_Directive:_ Exactly repeat the material, dropping only the pictures.
[BEGIN Dataset extract]
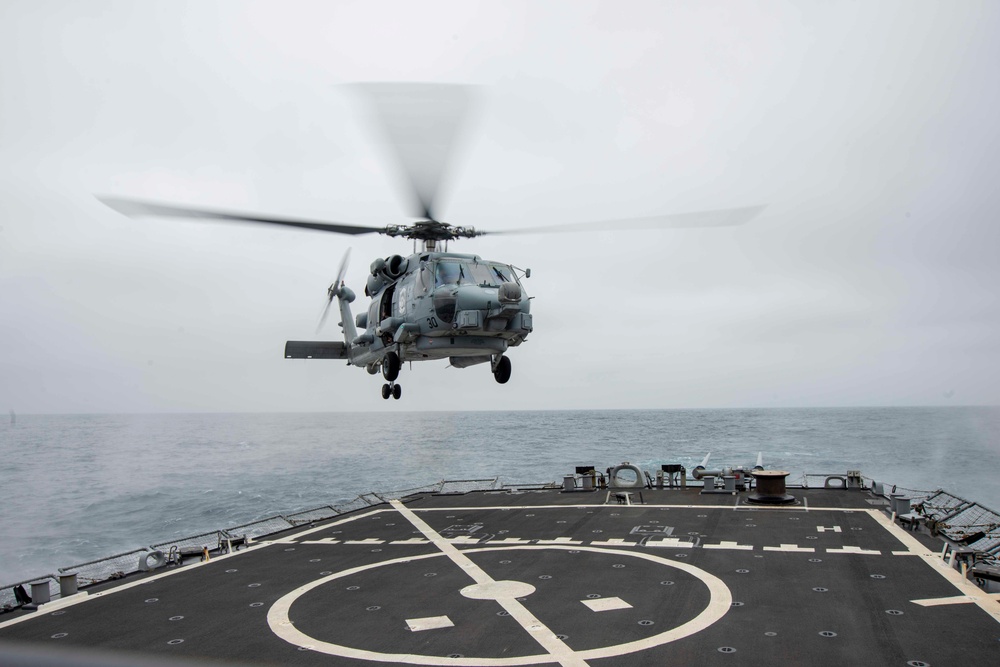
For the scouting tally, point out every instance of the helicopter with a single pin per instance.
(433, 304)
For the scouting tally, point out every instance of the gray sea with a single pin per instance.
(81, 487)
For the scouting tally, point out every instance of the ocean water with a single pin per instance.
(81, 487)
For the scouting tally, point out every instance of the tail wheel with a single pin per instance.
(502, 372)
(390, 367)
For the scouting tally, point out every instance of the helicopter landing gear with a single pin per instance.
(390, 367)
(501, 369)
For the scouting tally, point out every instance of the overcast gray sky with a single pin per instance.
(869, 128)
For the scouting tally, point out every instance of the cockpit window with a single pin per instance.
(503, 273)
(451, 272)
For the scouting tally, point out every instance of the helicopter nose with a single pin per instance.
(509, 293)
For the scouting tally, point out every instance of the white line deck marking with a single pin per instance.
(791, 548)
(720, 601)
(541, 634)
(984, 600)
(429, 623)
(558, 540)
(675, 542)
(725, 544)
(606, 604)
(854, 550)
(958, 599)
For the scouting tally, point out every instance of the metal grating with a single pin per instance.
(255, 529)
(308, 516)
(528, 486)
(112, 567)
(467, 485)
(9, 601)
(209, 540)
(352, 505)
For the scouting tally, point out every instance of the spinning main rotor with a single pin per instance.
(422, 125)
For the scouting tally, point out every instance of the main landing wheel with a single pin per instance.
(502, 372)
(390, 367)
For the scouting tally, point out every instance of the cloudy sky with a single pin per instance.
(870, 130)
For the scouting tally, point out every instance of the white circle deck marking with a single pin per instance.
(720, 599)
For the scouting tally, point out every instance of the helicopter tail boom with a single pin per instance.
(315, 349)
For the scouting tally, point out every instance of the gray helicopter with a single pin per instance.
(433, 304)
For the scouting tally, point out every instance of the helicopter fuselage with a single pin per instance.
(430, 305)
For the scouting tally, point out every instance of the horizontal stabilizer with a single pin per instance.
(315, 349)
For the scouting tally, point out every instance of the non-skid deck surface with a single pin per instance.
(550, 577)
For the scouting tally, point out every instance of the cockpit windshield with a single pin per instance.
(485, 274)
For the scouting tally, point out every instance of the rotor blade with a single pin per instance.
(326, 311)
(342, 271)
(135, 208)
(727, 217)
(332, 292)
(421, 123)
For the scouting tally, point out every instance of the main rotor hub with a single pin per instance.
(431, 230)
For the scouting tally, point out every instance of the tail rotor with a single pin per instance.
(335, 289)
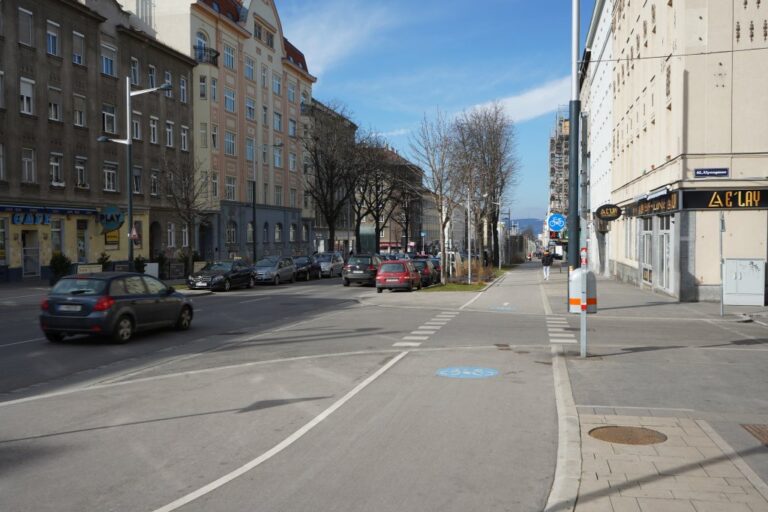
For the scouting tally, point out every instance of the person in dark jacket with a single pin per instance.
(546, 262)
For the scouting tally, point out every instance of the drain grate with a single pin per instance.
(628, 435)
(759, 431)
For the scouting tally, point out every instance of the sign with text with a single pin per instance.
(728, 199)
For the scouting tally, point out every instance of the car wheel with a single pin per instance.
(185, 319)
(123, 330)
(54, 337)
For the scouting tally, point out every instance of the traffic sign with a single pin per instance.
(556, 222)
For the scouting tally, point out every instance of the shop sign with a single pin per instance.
[END Dataset extract]
_Result:_
For the scouting tally, point out every instance of the helicopter with a single pin per instance.
(433, 304)
For the scouting tally, point out every instance of the gray sea with a single pin per instance.
(81, 487)
For the scouting tally, point out every instance of the ocean water with a single pin per instance.
(81, 487)
For the scouting tally, point out every instance of the tail wheel with a single pin per instance.
(502, 372)
(390, 367)
For the scouting tally, point out every instance of the helicopter landing gear with a single pin per instance.
(390, 367)
(501, 369)
For the scouting tally, point out every instance of the overcast gray sky with a single pin per instance.
(869, 128)
For the scouting tally, point out every instance of the cockpit window with a single pin per instance.
(503, 273)
(451, 272)
For the scouting tally, point out every instance of the helicopter nose with a single pin per instance.
(509, 293)
For the scouting tally, point out every instance of the white line deck marking with a single pin per instance.
(791, 548)
(720, 601)
(541, 634)
(984, 600)
(429, 623)
(558, 540)
(675, 542)
(725, 544)
(606, 604)
(854, 550)
(958, 599)
For the scouting tally, point out every instance of the metal grating with a single pin per instance.
(255, 529)
(308, 516)
(528, 486)
(112, 567)
(467, 485)
(9, 601)
(209, 540)
(352, 505)
For the scouting tally, point out every instance of the spinning main rotor with a single pin per instance.
(422, 125)
For the scouting tally, point out every instance of the main landing wheel with a single pin per instance.
(502, 372)
(390, 367)
For the scouting tally, point out every instance of the cloudy sky with a single pin per instance.
(870, 130)
For the scouting tally, point out every instance of the white circle deck marking with a single pin per instance.
(720, 599)
For the scouting tally, point out every instance of the helicopter tail boom with a single pin per instance.
(315, 349)
For the scouting tally, point out every instance of the gray helicopter with a single pin per instance.
(433, 304)
For the scouting tally, point out every instance of the helicopter fuselage with a single pin per instance.
(430, 305)
For the scouting tally, point out every instance of the horizontal stabilizer with a single pin per instance.
(315, 349)
For the scouting tally, point out every instance of the non-skid deck surface with a single pin per instance.
(550, 577)
For the scouting tally, point out every instance of the cockpit windshield with a single pin per instance.
(485, 274)
For the scouting tally, point out every instance of the rotor blade with a single pin per instance.
(326, 311)
(342, 271)
(135, 208)
(727, 217)
(332, 292)
(421, 123)
For the scouting tally, point out every instance of the main rotor hub with a single pin per instance.
(431, 230)
For the scouting tally, point out every instance of the tail rotor with a single pin per instance.
(335, 289)
For the scouting tally, point out every instance of the person in dark jacket with a single pin per instance.
(546, 262)
For the scouting tally, point out every instance of the drain grate with a single pin per instance.
(628, 435)
(759, 431)
For the scouting tally, point out every instance of the sign with text with a single pin per instance.
(728, 199)
For the scouting tally, point out every instance of the car wheel with a single pin per instance.
(185, 319)
(123, 330)
(54, 337)
For the scouting tally, point out every instance of the traffic sign with a single pin per instance.
(556, 222)
For the scouting tally, point out every instance of the shop sign with a single pin per instance.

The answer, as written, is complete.